How to complete this task => Retype all of the entries exactly as they appear.

(Referring expression data)

Segment Open

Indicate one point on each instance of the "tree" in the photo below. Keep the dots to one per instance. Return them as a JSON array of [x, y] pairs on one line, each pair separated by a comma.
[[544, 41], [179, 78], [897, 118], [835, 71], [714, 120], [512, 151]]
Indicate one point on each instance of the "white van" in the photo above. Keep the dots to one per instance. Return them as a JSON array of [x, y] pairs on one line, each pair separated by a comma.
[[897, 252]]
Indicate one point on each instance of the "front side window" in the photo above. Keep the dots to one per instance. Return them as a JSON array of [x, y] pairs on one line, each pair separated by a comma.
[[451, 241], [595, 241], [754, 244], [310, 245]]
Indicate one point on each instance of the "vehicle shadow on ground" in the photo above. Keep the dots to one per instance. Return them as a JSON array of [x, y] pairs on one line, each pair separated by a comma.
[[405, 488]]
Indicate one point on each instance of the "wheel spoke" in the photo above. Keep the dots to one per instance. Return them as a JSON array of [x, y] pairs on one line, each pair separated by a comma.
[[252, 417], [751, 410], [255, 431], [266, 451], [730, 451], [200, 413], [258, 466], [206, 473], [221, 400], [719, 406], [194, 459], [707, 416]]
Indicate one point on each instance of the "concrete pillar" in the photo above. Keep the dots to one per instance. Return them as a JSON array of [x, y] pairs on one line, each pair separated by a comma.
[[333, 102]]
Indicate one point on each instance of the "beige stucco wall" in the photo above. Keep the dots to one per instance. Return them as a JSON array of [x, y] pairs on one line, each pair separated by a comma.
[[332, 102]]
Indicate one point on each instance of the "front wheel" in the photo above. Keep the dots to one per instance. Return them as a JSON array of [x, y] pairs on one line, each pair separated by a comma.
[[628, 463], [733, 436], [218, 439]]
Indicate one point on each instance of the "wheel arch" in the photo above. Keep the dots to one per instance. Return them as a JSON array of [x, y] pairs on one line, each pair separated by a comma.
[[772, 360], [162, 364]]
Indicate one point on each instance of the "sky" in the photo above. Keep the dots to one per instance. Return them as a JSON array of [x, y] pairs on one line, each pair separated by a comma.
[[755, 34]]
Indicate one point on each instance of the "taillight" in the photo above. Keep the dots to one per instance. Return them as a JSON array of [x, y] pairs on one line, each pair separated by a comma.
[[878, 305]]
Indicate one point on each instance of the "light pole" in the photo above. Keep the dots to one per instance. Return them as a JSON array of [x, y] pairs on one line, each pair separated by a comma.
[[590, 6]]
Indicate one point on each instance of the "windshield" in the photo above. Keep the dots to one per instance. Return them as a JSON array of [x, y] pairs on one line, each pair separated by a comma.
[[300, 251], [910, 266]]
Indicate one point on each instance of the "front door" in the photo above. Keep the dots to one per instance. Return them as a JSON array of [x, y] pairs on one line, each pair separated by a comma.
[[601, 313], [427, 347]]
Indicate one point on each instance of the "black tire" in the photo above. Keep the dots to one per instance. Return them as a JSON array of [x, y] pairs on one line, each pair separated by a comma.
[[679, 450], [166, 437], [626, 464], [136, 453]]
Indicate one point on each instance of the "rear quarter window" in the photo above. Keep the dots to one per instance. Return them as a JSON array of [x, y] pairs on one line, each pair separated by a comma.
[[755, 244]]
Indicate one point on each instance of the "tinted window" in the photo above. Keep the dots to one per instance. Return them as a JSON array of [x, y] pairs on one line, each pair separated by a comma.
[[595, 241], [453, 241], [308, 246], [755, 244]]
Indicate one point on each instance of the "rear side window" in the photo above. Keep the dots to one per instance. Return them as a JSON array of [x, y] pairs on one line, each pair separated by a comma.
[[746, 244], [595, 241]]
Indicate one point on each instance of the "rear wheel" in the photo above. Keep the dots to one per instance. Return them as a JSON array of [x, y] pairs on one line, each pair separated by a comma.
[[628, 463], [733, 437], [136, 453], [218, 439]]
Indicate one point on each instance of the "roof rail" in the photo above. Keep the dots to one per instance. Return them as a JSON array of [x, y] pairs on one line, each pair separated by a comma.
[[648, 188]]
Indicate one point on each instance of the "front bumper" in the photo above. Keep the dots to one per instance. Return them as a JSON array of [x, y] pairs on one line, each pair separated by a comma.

Segment Closed

Task response =>
Indicate one point on each instance of the "tree" in the photo below. Keep the dots to one per instance. Return them as a JSON array of [x, y] pairs on one line, each pair separated by a comma.
[[544, 41], [179, 78], [897, 118], [835, 71], [714, 120], [512, 151]]
Indicate one point on each instance of the "white van" in the photo above. Keep the dots to one per instance. Return them as a JSON array of [x, y] pairs on one line, each pair separated by a comma.
[[897, 252]]
Indicate one point on each instance of the "front side window" in the photo above. Keep the dots to one per instance. Return them as a JSON array of [x, y] pairs on one line, each pair separated by a comma.
[[451, 241], [595, 241], [754, 244], [310, 245]]
Indicate one point on each instance of the "vehicle shadow on ground" in the photo above. Keep the dots to one per instance. Return them as a JSON array of [x, y] pairs on one line, each pair separated by a comma.
[[405, 488]]
Indicate one point on each instance of the "wheel spoke" in the photo above. Keep the dots to one per instance. Return them as a JSON array of [x, y] pairs on one line, each pair separated by a comma.
[[252, 417], [751, 410], [255, 431], [266, 451], [730, 451], [200, 413], [258, 466], [206, 473], [221, 400], [719, 406], [194, 459], [707, 416]]
Indicate one point on each instance of the "concrete pillar" in the photo above. Keep the dots to one per instance. Return them as a JSON array of [x, y] pairs on one line, each pair separated by a comma.
[[333, 102]]
Indicate one point on each instance of the "beige stucco wall" in the photo above. Keep the dots to one per instance. Return them as a JSON array of [x, y] pairs on one line, each pair separated by a comma.
[[332, 102]]
Indicate one point on each instance of the "front wheel" in the photo above. Keep the dots to one per instance. Return them as a JSON array of [x, y] pairs on one line, each pair separated by a comma.
[[628, 463], [733, 436], [218, 439]]
Indicate one point on each instance of the "wheel arch" in the photo above. Keep the dots to one per instance. Return them as a JSON array of [x, y] pairs on one line, each pair separated by a comma.
[[772, 360], [162, 364]]
Indicate one point on each instance of the "sky" in the photo above. Keep the dots to one per instance. Return them as a JSON array of [x, y] pairs on one line, each pair separated by a comma.
[[755, 34]]
Indicate one point on each instance of the "taillight" in the photo above. Keep the dots to one per instance. Return them as a JSON array of [x, y] pairs on one line, each pair separated by a comma.
[[878, 305]]
Indicate one point on each instance of the "light pole" in the photo above. Keep the dots to one per instance. Return them as a JSON array of [x, y] pairs on one line, each pair separated by a comma.
[[590, 6]]
Indicate one point on each instance of the "windshield" in the photo above. Keep the dots to one per instance. Return them as a JSON array of [x, y] pairs on one line, each pair separated by a comma.
[[300, 251], [910, 266]]
Indicate one point on each instance of the "front door" in the photo above. Keep the dots to one per instance. Return them as a JSON array of [x, y] pairs on one line, each pair separated by a comma.
[[601, 313], [427, 347]]
Indicate one point on each instance of the "black tire" in the photo above. Keep the dots to one per instance. Return them as a JSON array of [x, y] pairs on one line, each pair separated by a comma.
[[679, 450], [166, 437], [626, 464], [136, 453]]
Indicate one point on each instance of the "rear quarter window" in the photo above. Keep the dots to one per instance. Return them as a JSON array of [x, y] pairs on one line, each pair separated by a comma.
[[755, 244]]
Indicate one point on each instance of the "tinted window" in the photo above. Keep the dots to one per instance. Return them as a JSON array of [x, y] pairs on one line, each pair separated by a comma.
[[595, 241], [453, 241], [308, 246], [755, 244]]
Indicate one point on each instance of the "rear side window" in the photo above. Keep the dots to one per instance. Return them as a JSON array of [x, y] pairs on one line, each pair separated by a comma.
[[746, 244], [595, 241]]
Indicate one point on each instance of the "rear wheel" in the photo above. Keep the dots to one per instance. Return them as a JSON array of [x, y] pairs on one line, each pair separated by a comma.
[[628, 463], [733, 437], [136, 453], [218, 439]]
Indicate one point on each instance of the "roof rail" in the photo above. Keep the dots to one per instance. Return them as a JSON array of [x, y] pairs on one line, each pair separated by a comma.
[[648, 188]]
Indicate one point on each instance of the "front bumper" in the photo above. Keep the dots to one per instance. Return them as a JSON array of [x, y] pairs on one line, each pair separated by a comma.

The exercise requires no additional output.